== Document
En clair, les affréteurs doivent payer en tant que « responsables en dernier ressort de l'achat du carburant, du choix de l'itinéraire et de la vitesse du navire », indique le document de synthèse de la fédération.

Pour rappel, l’intégration progressive du transport maritime au système communautaire d’échanges de quotas carbone (à partir de 2023 pour 20 % des émissions avec date butoir en 2026 pour une couverture totale) va imposer aux exploitants de flotte d’acheter des quotas d'émission. Un quota donne le droit d’émettre une tonne de CO2. Annuellement, ils devront restituer suffisamment de quotas pour couvrir les émissions de leurs navires pour l'année en cours. S'il leur en reste plus que nécessaire, ils pourront les vendre à d'autres compagnies qui en ont besoin ou les conserver pour l'année suivante.

En 2020, le secteur a émis 119,9 Mt de CO2 lors de ses voyages en lien avec l’EEE. Selon les données, si le SCEQE avait été actif dans cette zone géographique et avec une couverture des émissions concernées à 100 %, entre 80 et 90 Mt de CO2 auraient ainsi été couvertes. 

Le casse-tête de la taxation carbone appliquée au transport maritime

Qui est responsable de l’achat des carbone ?

Outre de savoir si c'est à l'affréteur ou au propriétaire de payer, d’autres questions se posent quant à l'entité responsable de l'achat des quotas de carbone (propriétaire ou exploitant de l'entreprise) et à sa gestion. Quant aux revenus issus de la taxation versés dans un fonds pour financer la R&D, une autre interrogation perce : est-ce que les compagnies maritimes ne cherchent pas avec cette mesure à substituer à l'achat de quotas de carbone une cotisation annuelle égale à leurs émissions totales ?
====
== Extraits de données
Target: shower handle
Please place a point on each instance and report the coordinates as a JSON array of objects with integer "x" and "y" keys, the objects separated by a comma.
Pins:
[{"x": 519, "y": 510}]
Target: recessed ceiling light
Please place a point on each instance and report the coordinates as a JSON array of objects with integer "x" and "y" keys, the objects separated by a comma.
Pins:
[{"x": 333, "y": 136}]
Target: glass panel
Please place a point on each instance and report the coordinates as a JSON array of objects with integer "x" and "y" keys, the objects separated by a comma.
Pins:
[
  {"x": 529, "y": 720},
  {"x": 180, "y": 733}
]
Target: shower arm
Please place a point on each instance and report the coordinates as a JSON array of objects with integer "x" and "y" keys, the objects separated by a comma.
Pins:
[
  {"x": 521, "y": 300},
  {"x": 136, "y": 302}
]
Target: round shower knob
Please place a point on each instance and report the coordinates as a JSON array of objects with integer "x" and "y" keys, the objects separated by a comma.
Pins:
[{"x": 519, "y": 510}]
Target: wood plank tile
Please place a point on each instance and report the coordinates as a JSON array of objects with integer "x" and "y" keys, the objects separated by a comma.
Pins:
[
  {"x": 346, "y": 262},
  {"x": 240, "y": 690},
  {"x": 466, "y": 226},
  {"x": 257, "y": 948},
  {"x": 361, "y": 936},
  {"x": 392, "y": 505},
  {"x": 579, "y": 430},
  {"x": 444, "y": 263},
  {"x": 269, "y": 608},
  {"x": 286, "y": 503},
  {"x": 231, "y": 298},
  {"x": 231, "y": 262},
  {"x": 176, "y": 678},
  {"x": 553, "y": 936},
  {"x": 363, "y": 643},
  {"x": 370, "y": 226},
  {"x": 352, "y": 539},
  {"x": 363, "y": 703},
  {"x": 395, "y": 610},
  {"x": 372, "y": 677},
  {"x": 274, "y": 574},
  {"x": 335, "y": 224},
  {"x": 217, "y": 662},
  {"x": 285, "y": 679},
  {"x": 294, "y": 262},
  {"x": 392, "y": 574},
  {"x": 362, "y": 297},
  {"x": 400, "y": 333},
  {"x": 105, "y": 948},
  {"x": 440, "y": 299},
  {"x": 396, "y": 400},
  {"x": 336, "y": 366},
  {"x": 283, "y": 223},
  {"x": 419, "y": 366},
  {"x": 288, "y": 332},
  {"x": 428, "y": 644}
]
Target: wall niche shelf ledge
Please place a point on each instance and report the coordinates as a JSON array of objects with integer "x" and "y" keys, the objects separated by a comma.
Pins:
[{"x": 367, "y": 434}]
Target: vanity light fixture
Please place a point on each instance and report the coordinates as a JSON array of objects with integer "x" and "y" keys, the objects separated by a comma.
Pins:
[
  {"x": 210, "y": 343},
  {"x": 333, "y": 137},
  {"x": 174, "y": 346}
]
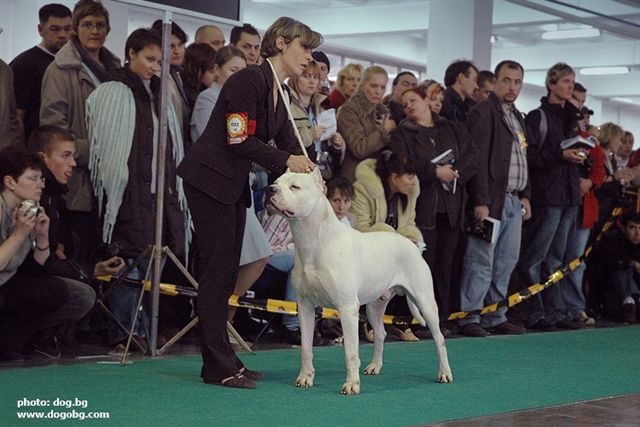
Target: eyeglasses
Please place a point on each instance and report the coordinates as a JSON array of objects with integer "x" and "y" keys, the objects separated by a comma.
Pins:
[
  {"x": 37, "y": 179},
  {"x": 89, "y": 26}
]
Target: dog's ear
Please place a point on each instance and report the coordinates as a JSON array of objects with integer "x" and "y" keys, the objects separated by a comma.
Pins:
[{"x": 317, "y": 179}]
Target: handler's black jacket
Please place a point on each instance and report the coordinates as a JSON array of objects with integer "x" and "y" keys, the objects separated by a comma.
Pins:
[
  {"x": 493, "y": 137},
  {"x": 220, "y": 169}
]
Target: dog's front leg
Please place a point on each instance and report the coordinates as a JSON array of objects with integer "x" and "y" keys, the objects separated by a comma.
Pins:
[
  {"x": 375, "y": 313},
  {"x": 306, "y": 315},
  {"x": 349, "y": 321}
]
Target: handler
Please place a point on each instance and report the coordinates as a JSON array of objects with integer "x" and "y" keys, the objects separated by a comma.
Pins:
[{"x": 248, "y": 114}]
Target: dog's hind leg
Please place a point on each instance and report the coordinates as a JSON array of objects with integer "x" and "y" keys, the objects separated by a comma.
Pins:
[
  {"x": 306, "y": 315},
  {"x": 375, "y": 313},
  {"x": 429, "y": 310},
  {"x": 349, "y": 322}
]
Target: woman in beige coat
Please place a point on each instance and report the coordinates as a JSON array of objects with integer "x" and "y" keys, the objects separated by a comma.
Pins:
[
  {"x": 386, "y": 191},
  {"x": 364, "y": 122}
]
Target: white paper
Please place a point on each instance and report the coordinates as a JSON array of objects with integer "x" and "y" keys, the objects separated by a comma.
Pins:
[{"x": 327, "y": 119}]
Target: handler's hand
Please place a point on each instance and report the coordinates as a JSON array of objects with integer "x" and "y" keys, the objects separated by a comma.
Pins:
[{"x": 300, "y": 164}]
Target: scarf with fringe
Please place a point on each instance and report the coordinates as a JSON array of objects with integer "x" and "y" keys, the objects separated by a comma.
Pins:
[{"x": 113, "y": 103}]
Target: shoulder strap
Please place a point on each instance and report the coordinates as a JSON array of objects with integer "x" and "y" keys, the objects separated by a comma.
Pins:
[{"x": 544, "y": 125}]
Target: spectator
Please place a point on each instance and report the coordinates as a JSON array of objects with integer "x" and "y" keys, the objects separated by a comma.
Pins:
[
  {"x": 435, "y": 94},
  {"x": 28, "y": 68},
  {"x": 340, "y": 193},
  {"x": 499, "y": 190},
  {"x": 610, "y": 192},
  {"x": 386, "y": 191},
  {"x": 78, "y": 67},
  {"x": 440, "y": 208},
  {"x": 176, "y": 68},
  {"x": 346, "y": 84},
  {"x": 460, "y": 78},
  {"x": 9, "y": 123},
  {"x": 403, "y": 81},
  {"x": 122, "y": 169},
  {"x": 227, "y": 62},
  {"x": 305, "y": 109},
  {"x": 30, "y": 300},
  {"x": 211, "y": 35},
  {"x": 625, "y": 152},
  {"x": 555, "y": 195},
  {"x": 614, "y": 266},
  {"x": 486, "y": 84},
  {"x": 214, "y": 171},
  {"x": 56, "y": 147},
  {"x": 364, "y": 122},
  {"x": 199, "y": 71},
  {"x": 247, "y": 39},
  {"x": 325, "y": 66}
]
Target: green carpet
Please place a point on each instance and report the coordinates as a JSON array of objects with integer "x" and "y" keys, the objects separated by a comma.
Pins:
[{"x": 491, "y": 375}]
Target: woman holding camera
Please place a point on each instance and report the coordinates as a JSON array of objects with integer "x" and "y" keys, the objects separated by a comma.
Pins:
[
  {"x": 29, "y": 299},
  {"x": 424, "y": 137},
  {"x": 364, "y": 122},
  {"x": 249, "y": 113}
]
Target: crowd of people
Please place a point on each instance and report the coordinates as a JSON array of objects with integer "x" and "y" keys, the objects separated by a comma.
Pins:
[{"x": 496, "y": 199}]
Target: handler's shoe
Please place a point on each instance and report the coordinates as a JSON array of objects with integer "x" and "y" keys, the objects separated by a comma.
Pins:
[
  {"x": 507, "y": 328},
  {"x": 474, "y": 330}
]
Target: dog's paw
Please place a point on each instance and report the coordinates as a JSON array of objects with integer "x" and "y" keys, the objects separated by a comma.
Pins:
[
  {"x": 350, "y": 388},
  {"x": 445, "y": 377},
  {"x": 305, "y": 380},
  {"x": 372, "y": 369}
]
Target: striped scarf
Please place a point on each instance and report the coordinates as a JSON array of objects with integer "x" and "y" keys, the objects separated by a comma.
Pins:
[{"x": 113, "y": 103}]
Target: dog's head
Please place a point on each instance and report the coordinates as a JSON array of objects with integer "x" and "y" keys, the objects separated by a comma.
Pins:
[{"x": 295, "y": 195}]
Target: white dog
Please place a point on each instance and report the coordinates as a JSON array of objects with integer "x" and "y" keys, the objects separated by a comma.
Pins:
[{"x": 339, "y": 267}]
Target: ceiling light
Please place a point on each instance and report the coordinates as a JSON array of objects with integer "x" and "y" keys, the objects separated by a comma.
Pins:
[
  {"x": 603, "y": 71},
  {"x": 625, "y": 101},
  {"x": 571, "y": 34}
]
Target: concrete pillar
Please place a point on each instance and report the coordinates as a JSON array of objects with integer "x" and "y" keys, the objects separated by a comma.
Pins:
[{"x": 458, "y": 29}]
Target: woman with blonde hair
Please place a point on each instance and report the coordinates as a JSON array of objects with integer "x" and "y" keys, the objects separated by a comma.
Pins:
[
  {"x": 346, "y": 84},
  {"x": 364, "y": 122},
  {"x": 305, "y": 108},
  {"x": 249, "y": 113}
]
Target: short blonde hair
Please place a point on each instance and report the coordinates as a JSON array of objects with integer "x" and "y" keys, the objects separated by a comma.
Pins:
[
  {"x": 608, "y": 131},
  {"x": 348, "y": 70},
  {"x": 289, "y": 29}
]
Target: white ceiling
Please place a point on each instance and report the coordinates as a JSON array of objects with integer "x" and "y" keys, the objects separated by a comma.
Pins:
[{"x": 356, "y": 28}]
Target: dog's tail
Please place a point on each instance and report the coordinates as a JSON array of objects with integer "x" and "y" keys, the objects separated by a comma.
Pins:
[{"x": 415, "y": 312}]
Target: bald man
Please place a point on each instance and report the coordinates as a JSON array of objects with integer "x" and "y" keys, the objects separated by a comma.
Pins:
[{"x": 211, "y": 35}]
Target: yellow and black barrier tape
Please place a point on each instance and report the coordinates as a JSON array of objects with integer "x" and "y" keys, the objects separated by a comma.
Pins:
[{"x": 291, "y": 308}]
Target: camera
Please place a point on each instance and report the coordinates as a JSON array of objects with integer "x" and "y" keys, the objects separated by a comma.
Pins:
[{"x": 29, "y": 207}]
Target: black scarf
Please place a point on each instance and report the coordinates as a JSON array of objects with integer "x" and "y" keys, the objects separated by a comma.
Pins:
[{"x": 104, "y": 72}]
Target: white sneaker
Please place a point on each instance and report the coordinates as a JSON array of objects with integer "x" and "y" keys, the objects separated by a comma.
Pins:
[{"x": 585, "y": 319}]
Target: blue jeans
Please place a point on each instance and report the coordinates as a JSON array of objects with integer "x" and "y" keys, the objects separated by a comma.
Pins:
[
  {"x": 571, "y": 286},
  {"x": 487, "y": 267},
  {"x": 544, "y": 250},
  {"x": 283, "y": 261},
  {"x": 123, "y": 304}
]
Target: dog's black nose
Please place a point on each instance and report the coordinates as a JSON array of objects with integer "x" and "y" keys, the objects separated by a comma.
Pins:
[{"x": 271, "y": 190}]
====
À faire:
1. D'après le document sur les quotas carbone du transport maritime, quelle quantité de CO2 le secteur a-t-il émise en 2020 lors de ses voyages en lien avec l'EEE ?
2. Poursuivez la rédaction du document sur les quotas carbone du transport maritime à la suite de sa dernière phrase.

Corrigé:
1. 119,9 Mt de CO2.

2.
Les armateurs européens ne sont pas les seuls à s’activer pour que des amendements soient apportées au système d’échanges de quotas d’émission de carbone élargi au transport maritime. Plus largement, le secteur appréhende la superposition de règles régionales et/ou des tarifications et refusent de voir la légitimité de l’OMI contestée sur une activité par essence internationale. C’est pourquoi nombre d’entre eux pressent l’autorité internationale de régulation du transport maritime à être plus ambitieuse dans ses propositions.

Le 76e Comité de la protection du milieu marin (MEPC76), session où se négocient les futures réglementations afférentes à l’environnement, a donné l’impression de ne pas aller assez loin pour atteindre les objectifs convenus de réduction des émissions de CO2. Avec ses mesures plus proactives, l’UE la met implicitement en défaut d’autorité manifeste.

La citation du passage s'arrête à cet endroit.